◆ EXTRACT TO READ:
+++

Detective Short had interrogated numerous of Jesse’s friends and acquaintances but was unable to pinpoint a credible suspect.
However, another significant detail about Jesse’s life that Short discovered was that a couple of months before his death, he’d been arrested for refusing to co-operate with police when they arrived to break up a house party. The grave-sounding charge was « obstructing a government operation, » and the arresting officer was Steven Rios.
That information aligned with something Jesse had disclosed to his mother – that he had been involved in a romantic liaison with a married police officer. Within hours of receiving a citation, Jesse revealed, the officer had appeared unannounced at his flat.

A friend of Jesse’s told investigators the 23-year-old had been having an affair with a Columbia police officer (Image: Handout)
Jesse’s friend Patrick Rogers stated he had never divulged the policeman’s identity. « In all of the time he spoke with me, he wouldn’t say his name, he only referred to him as ‘Columbia’s finest.’ He was excited about it, » Patrick explained.
« I mean the guy was coming by on-duty. »
Yet Linda claimed that once Jesse learnt his clandestine partner was married with a child expected, he had resolved to end the affair. « He said, ‘I’m not going to see him anymore. I just want him to stay away,' » Linda recalled.
Officer Rios, then aged 27, had offered to guard Jesse’s body and the crime scene following the killing, during his subsequent shift, but within days he had admitted to his wife that he had been having relations with another man.
Around the same period, Mr Ballen recounted, the crucial evidence that Detective Short required arrived through an unexpected witness. A « very nervous » young man named Andy Schermerhorn entered his office and relayed an extraordinary account.
Mr Ballen declared: « Andy sat down and told Short that just a few weeks earlier he and Jesse had gone out together and then gone back to Jesse’s apartment.
« But around 3:00 a.m. they were interrupted by a knock on the door. Jesse went to answer it and a uniformed police officer walked in shining a flashlight.
« Then to Andy’s surprise, Jesse led this officer right into the bedroom and he joined them for a threesome. And then after they were done, the cop told Andy, ‘You better keep this a secret.’ Detective Short couldn’t believe it. I mean, the final piece of evidence he needed had just fallen into his lap. And went on to identify Officer Rios as the man in question. »
Evidence surfaced suggesting Jesse had been making threats to expose the secret relationship he shared with Rios.
Four days following Jesse’s murder, Rios requested leave from his duties, informing his superior that he and his wife needed to visit relatives in Virginia. In reality, however, Rios had travelled to a Walmart branch near Kansas City, purchased a shotgun and threatened to take his own life.

+++

◆ INFORMATION PROVIDED:
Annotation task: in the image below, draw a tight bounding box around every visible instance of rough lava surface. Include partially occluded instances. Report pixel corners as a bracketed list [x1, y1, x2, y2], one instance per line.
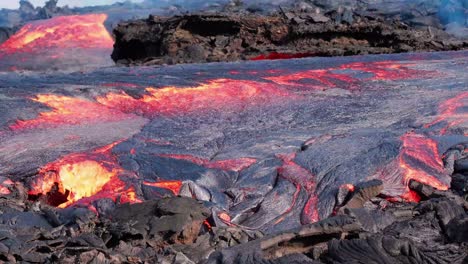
[0, 52, 468, 233]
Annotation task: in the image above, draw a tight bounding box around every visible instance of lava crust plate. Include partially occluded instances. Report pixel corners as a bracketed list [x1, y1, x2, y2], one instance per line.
[0, 52, 468, 233]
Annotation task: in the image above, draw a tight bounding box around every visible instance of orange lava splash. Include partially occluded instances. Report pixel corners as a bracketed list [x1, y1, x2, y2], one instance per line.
[278, 153, 320, 224]
[10, 94, 137, 131]
[250, 52, 313, 61]
[97, 79, 292, 116]
[0, 14, 114, 54]
[398, 133, 449, 199]
[265, 61, 429, 90]
[0, 179, 14, 195]
[158, 154, 257, 171]
[29, 142, 140, 208]
[339, 61, 429, 80]
[143, 181, 182, 195]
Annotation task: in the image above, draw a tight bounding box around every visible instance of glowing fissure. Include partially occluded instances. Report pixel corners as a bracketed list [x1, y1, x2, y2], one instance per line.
[158, 154, 257, 171]
[29, 141, 139, 208]
[10, 94, 134, 131]
[398, 133, 449, 201]
[250, 52, 313, 61]
[0, 14, 114, 54]
[143, 181, 183, 195]
[425, 92, 468, 135]
[97, 79, 294, 117]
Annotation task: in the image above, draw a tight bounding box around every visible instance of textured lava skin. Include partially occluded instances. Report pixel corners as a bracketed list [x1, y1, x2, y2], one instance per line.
[0, 52, 468, 232]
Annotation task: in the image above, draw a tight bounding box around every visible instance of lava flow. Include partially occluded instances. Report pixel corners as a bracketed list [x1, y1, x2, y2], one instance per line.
[10, 94, 134, 131]
[265, 61, 429, 90]
[0, 14, 114, 54]
[425, 92, 468, 135]
[0, 14, 114, 70]
[250, 52, 313, 61]
[278, 153, 319, 224]
[29, 142, 139, 208]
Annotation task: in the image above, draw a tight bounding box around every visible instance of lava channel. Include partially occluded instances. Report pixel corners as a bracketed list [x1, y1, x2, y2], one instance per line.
[0, 14, 114, 70]
[28, 142, 140, 208]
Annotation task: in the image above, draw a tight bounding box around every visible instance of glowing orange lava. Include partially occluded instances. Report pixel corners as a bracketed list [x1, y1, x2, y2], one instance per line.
[264, 61, 429, 90]
[0, 179, 14, 195]
[97, 79, 292, 116]
[0, 14, 114, 54]
[158, 154, 257, 171]
[339, 61, 429, 80]
[29, 142, 140, 208]
[10, 94, 133, 130]
[250, 52, 313, 61]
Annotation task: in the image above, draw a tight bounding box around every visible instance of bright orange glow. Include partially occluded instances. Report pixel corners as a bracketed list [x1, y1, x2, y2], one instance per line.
[97, 79, 292, 116]
[0, 14, 114, 54]
[264, 69, 357, 89]
[250, 52, 313, 61]
[158, 154, 257, 171]
[218, 212, 231, 223]
[10, 94, 132, 130]
[29, 141, 141, 208]
[143, 181, 182, 195]
[398, 133, 448, 201]
[340, 61, 429, 80]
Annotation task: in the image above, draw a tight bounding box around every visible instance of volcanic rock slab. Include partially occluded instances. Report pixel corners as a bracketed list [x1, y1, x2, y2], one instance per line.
[112, 11, 468, 65]
[0, 52, 468, 233]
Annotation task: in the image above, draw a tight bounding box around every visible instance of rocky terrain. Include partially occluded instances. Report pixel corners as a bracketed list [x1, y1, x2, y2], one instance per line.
[0, 52, 468, 263]
[112, 9, 468, 65]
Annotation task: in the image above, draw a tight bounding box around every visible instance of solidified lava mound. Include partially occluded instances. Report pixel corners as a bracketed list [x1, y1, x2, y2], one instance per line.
[112, 9, 468, 65]
[0, 51, 468, 264]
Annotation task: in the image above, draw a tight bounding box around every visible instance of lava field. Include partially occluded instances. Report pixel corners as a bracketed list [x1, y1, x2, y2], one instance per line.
[0, 1, 468, 264]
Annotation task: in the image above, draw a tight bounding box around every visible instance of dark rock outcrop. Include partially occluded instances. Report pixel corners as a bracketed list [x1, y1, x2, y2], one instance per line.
[112, 11, 468, 65]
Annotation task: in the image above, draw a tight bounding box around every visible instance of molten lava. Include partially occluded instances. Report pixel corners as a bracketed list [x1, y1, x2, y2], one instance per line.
[97, 79, 292, 117]
[250, 52, 313, 61]
[398, 133, 448, 201]
[0, 14, 114, 55]
[265, 61, 429, 90]
[0, 14, 114, 71]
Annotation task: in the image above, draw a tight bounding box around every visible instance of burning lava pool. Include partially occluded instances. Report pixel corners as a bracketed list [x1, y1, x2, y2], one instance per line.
[0, 51, 468, 233]
[0, 14, 114, 71]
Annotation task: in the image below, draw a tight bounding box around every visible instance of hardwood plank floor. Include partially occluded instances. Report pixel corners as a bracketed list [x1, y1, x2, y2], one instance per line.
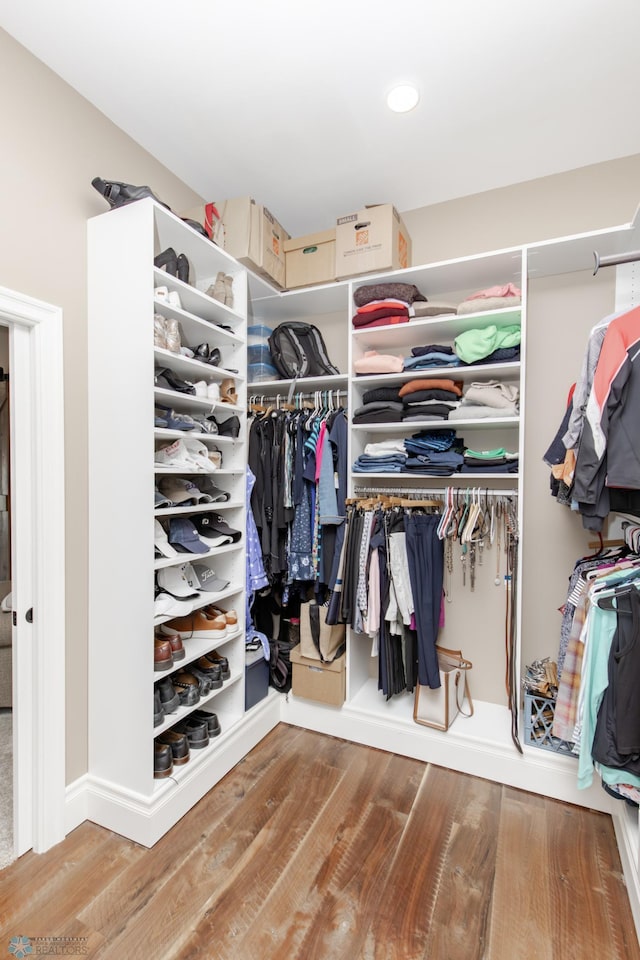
[0, 724, 640, 960]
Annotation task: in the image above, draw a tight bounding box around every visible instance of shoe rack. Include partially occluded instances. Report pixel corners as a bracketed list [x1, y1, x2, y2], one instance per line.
[88, 199, 279, 845]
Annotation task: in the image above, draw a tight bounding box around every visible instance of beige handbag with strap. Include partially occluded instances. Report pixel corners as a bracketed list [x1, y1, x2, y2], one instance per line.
[413, 644, 473, 730]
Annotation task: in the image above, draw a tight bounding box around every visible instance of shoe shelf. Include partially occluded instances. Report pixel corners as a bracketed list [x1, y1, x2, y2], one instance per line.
[153, 292, 244, 346]
[153, 576, 244, 627]
[153, 387, 244, 416]
[153, 341, 245, 392]
[153, 500, 245, 517]
[153, 678, 244, 798]
[153, 626, 243, 680]
[153, 541, 244, 570]
[247, 373, 349, 396]
[153, 672, 242, 740]
[154, 427, 241, 447]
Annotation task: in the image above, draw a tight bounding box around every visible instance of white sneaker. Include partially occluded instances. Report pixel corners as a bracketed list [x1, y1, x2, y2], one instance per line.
[178, 437, 216, 473]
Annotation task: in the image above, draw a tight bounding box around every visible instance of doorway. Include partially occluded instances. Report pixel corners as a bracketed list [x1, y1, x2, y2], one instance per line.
[0, 287, 65, 857]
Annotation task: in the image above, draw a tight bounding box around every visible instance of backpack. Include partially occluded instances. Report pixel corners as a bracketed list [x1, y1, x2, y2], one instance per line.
[269, 320, 340, 380]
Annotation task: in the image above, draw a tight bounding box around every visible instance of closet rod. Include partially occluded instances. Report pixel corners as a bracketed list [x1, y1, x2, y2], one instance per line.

+++

◆ TASKS:
1: From the article about Jesse's murder investigation, extract the passage between "However, another significant" and "at his flat.", inclusive.
2: According to the article about Jesse's murder investigation, is each of these statements true? (a) Jesse had been arrested after refusing to co-operate with police at a house party. (b) Officer Rios was 32 years old at the time. (c) Rios bought a shotgun at a Walmart near Kansas City. Answer each with yes or no, and quote the words from the article that decide it.
3: In the article about Jesse's murder investigation, what reason did Rios give his superior when he requested leave?

◆ RESULTS OF THE TASKS:
1:
However, another significant detail about Jesse’s life that Short discovered was that a couple of months before his death, he’d been arrested for refusing to co-operate with police when they arrived to break up a house party. The grave-sounding charge was « obstructing a government operation, » and the arresting officer was Steven Rios.
That information aligned with something Jesse had disclosed to his mother – that he had been involved in a romantic liaison with a married police officer. Within hours of receiving a citation, Jesse revealed, the officer had appeared unannounced at his flat.

2:
(a) Yes: "he’d been arrested for refusing to co-operate with police when they arrived to break up a house party"
(b) No: "Officer Rios, then aged 27"
(c) Yes: "Rios had travelled to a Walmart branch near Kansas City, purchased a shotgun"

3: He said that he and his wife needed to visit relatives in Virginia.